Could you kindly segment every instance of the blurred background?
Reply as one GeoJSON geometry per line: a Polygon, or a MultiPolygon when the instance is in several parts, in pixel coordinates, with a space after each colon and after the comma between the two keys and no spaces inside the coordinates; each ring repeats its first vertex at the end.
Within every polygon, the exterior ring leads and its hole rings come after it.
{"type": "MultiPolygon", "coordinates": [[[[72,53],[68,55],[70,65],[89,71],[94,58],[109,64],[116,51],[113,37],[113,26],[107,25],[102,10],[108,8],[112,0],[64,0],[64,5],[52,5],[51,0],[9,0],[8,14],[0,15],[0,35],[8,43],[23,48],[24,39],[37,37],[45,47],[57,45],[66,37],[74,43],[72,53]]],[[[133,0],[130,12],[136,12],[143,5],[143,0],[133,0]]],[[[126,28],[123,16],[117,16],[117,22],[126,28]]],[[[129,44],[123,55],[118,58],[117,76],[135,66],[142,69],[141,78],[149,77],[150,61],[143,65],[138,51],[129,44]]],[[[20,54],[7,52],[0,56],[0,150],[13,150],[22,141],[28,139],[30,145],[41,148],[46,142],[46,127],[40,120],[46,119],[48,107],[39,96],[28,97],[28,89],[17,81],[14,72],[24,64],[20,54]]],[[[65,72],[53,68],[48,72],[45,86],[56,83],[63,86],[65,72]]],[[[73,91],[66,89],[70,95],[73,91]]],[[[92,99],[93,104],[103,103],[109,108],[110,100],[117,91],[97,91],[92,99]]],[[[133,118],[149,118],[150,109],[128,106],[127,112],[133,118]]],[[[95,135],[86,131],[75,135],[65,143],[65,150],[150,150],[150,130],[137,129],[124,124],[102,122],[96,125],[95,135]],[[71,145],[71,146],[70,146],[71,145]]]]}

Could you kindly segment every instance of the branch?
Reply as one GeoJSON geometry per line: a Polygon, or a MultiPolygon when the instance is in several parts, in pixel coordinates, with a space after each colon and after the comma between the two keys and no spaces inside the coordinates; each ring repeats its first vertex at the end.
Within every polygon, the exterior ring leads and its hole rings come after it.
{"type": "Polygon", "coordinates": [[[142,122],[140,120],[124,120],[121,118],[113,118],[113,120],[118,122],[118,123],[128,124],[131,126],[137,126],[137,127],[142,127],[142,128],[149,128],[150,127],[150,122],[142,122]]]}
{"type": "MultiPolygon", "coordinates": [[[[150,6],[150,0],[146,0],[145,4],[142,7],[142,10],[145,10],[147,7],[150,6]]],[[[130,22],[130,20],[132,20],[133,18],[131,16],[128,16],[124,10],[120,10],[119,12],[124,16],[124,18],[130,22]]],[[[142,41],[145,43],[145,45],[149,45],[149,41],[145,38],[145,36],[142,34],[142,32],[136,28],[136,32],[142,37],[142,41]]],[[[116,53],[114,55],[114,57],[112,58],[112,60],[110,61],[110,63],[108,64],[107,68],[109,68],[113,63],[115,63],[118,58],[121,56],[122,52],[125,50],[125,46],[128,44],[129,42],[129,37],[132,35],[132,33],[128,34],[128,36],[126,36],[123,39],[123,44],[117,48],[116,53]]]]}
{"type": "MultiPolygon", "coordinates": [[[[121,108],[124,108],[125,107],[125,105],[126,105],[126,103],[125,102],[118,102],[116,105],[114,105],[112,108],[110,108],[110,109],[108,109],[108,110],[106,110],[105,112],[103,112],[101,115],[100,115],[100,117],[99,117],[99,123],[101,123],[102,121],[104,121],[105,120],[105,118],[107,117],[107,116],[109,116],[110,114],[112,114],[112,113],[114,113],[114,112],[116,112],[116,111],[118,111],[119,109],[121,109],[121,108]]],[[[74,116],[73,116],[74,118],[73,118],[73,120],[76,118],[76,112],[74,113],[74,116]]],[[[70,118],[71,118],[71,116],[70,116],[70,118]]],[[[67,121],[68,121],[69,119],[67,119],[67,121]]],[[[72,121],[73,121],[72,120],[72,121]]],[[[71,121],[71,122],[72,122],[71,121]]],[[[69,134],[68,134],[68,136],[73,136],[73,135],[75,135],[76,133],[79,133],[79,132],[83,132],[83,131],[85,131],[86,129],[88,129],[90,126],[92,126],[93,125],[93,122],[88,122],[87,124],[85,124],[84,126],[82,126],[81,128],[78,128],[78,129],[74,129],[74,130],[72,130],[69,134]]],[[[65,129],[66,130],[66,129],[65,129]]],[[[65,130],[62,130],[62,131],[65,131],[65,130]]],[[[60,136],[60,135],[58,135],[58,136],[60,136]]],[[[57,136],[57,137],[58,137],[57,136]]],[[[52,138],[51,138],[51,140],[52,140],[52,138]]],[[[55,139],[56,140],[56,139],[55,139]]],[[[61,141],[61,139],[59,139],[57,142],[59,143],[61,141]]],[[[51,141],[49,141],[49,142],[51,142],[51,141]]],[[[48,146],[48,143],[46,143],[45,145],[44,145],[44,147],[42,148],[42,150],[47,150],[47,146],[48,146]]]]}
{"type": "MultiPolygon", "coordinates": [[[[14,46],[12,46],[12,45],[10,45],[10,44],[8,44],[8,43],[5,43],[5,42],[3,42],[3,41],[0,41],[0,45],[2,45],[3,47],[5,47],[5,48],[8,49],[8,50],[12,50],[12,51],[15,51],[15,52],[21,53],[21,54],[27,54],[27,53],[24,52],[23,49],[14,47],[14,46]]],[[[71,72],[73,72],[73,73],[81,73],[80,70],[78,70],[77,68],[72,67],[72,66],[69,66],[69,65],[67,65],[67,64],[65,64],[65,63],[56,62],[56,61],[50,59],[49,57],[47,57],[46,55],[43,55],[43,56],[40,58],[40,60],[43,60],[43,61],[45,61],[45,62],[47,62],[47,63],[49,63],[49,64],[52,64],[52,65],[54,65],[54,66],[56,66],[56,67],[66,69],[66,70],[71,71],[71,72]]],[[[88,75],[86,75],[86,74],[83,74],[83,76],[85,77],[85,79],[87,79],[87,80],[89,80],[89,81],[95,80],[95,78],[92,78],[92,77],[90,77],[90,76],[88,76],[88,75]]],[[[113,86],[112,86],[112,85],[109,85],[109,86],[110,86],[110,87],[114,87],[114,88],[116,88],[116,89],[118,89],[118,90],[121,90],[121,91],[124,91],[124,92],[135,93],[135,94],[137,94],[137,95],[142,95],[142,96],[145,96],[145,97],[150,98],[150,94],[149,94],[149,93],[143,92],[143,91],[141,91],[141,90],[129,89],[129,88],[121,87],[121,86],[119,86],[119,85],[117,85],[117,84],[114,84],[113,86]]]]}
==========
# Exercise details
Each record above should be returned exactly as it appears.

# Exercise solution
Could you kindly segment every instance of the blurred background?
Reply as one GeoJSON geometry per line: a Polygon, or a MultiPolygon when the instance is in several parts, in pixel coordinates, with a space after each colon and after the comma between the two keys and no spaces inside the coordinates; each ring repeats its first vertex at the end.
Within every polygon, the exterior ring leads and its hole rings come after it.
{"type": "MultiPolygon", "coordinates": [[[[72,53],[68,55],[70,65],[89,71],[94,58],[109,64],[116,51],[113,37],[113,26],[107,25],[102,10],[108,8],[112,0],[64,0],[64,5],[52,5],[51,0],[9,0],[8,14],[0,15],[0,35],[8,43],[23,48],[24,39],[37,37],[45,47],[57,45],[66,37],[74,43],[72,53]]],[[[133,0],[130,12],[136,12],[143,5],[143,0],[133,0]]],[[[126,28],[123,16],[117,16],[117,22],[126,28]]],[[[129,44],[123,55],[118,58],[117,76],[135,66],[142,69],[141,78],[149,77],[150,61],[143,65],[138,51],[129,44]]],[[[20,54],[7,52],[0,56],[0,150],[13,150],[22,141],[28,139],[30,145],[41,148],[46,142],[46,127],[40,120],[46,119],[48,107],[39,96],[28,97],[28,89],[17,81],[14,72],[24,64],[20,54]]],[[[65,72],[53,68],[48,72],[45,86],[56,83],[63,86],[65,72]]],[[[73,91],[66,89],[70,95],[73,91]]],[[[92,99],[93,104],[103,103],[109,108],[110,100],[117,91],[97,91],[92,99]]],[[[133,118],[149,118],[150,109],[128,106],[127,112],[133,118]]],[[[95,135],[86,131],[75,135],[65,143],[65,150],[150,150],[150,130],[137,129],[124,124],[102,122],[96,125],[95,135]],[[71,145],[71,146],[70,146],[71,145]]]]}

Could you kindly segment every instance of the branch?
Reply as one GeoJSON geometry per line: a Polygon, or a MultiPolygon when the instance is in several parts, in pixel coordinates, with a space after each colon and after the comma between the two keys and no spaces inside the coordinates; each ring repeats its first vertex at the end.
Within every polygon, the exterior ring leads and its hole rings come after it.
{"type": "Polygon", "coordinates": [[[142,122],[140,120],[124,120],[121,118],[113,118],[113,120],[118,122],[118,123],[128,124],[131,126],[137,126],[137,127],[142,127],[142,128],[149,128],[150,127],[150,122],[142,122]]]}
{"type": "MultiPolygon", "coordinates": [[[[150,6],[150,0],[146,0],[145,4],[142,7],[142,10],[145,10],[147,7],[150,6]]],[[[130,22],[130,20],[132,20],[133,18],[131,16],[128,16],[124,10],[120,10],[119,12],[124,16],[124,18],[130,22]]],[[[142,41],[145,43],[145,45],[149,45],[149,41],[145,38],[145,36],[142,34],[142,32],[136,28],[136,32],[142,37],[142,41]]],[[[116,53],[114,55],[114,57],[112,58],[112,60],[110,61],[110,63],[108,64],[107,68],[109,68],[113,63],[115,63],[118,58],[121,56],[122,52],[125,50],[125,46],[128,44],[129,42],[129,37],[132,35],[132,33],[128,34],[128,36],[126,36],[123,39],[123,44],[117,48],[116,53]]]]}
{"type": "MultiPolygon", "coordinates": [[[[121,108],[124,108],[125,107],[125,105],[126,105],[126,103],[125,102],[118,102],[116,105],[114,105],[112,108],[110,108],[110,109],[108,109],[108,110],[106,110],[105,112],[103,112],[101,115],[100,115],[100,117],[99,117],[99,123],[101,123],[102,121],[104,121],[105,120],[105,118],[107,117],[107,116],[109,116],[110,114],[112,114],[112,113],[114,113],[114,112],[116,112],[116,111],[118,111],[119,109],[121,109],[121,108]]],[[[74,116],[73,116],[74,118],[73,118],[73,120],[76,118],[76,112],[74,113],[74,116]]],[[[70,118],[71,118],[71,116],[70,116],[70,118]]],[[[67,121],[68,121],[69,119],[67,119],[67,121]]],[[[72,121],[73,121],[72,120],[72,121]]],[[[71,121],[71,122],[72,122],[71,121]]],[[[69,134],[68,134],[68,136],[73,136],[73,135],[75,135],[76,133],[79,133],[79,132],[83,132],[83,131],[85,131],[86,129],[88,129],[90,126],[92,126],[93,125],[93,122],[88,122],[87,124],[85,124],[84,126],[82,126],[81,128],[78,128],[78,129],[74,129],[74,130],[72,130],[69,134]]],[[[65,129],[66,130],[66,129],[65,129]]],[[[65,130],[62,130],[62,131],[65,131],[65,130]]],[[[60,136],[60,135],[58,135],[58,136],[60,136]]],[[[57,136],[57,137],[58,137],[57,136]]],[[[52,138],[51,138],[51,140],[52,140],[52,138]]],[[[55,139],[56,140],[56,139],[55,139]]],[[[61,141],[61,139],[59,139],[57,142],[59,143],[61,141]]],[[[51,141],[49,141],[49,142],[51,142],[51,141]]],[[[48,146],[48,143],[46,143],[45,145],[44,145],[44,147],[42,148],[42,150],[47,150],[47,146],[48,146]]]]}
{"type": "MultiPolygon", "coordinates": [[[[14,46],[12,46],[12,45],[10,45],[10,44],[8,44],[8,43],[5,43],[5,42],[3,42],[3,41],[0,41],[0,45],[2,45],[3,47],[5,47],[5,48],[8,49],[8,50],[12,50],[12,51],[15,51],[15,52],[21,53],[21,54],[27,54],[27,53],[24,52],[23,49],[14,47],[14,46]]],[[[71,72],[73,72],[73,73],[81,73],[80,70],[78,70],[77,68],[72,67],[72,66],[69,66],[69,65],[67,65],[67,64],[65,64],[65,63],[56,62],[56,61],[50,59],[49,57],[47,57],[46,55],[43,55],[43,56],[40,58],[40,60],[43,60],[43,61],[45,61],[45,62],[47,62],[47,63],[49,63],[49,64],[52,64],[52,65],[54,65],[54,66],[56,66],[56,67],[66,69],[66,70],[71,71],[71,72]]],[[[88,75],[86,75],[86,74],[83,74],[83,76],[85,77],[85,79],[87,79],[87,80],[89,80],[89,81],[95,80],[95,78],[92,78],[92,77],[90,77],[90,76],[88,76],[88,75]]],[[[113,86],[112,86],[112,85],[109,85],[109,86],[110,86],[110,87],[114,87],[114,88],[116,88],[116,89],[118,89],[118,90],[121,90],[121,91],[124,91],[124,92],[135,93],[135,94],[137,94],[137,95],[142,95],[142,96],[145,96],[145,97],[150,98],[150,94],[149,94],[149,93],[143,92],[143,91],[141,91],[141,90],[129,89],[129,88],[121,87],[121,86],[119,86],[119,85],[117,85],[117,84],[114,84],[113,86]]]]}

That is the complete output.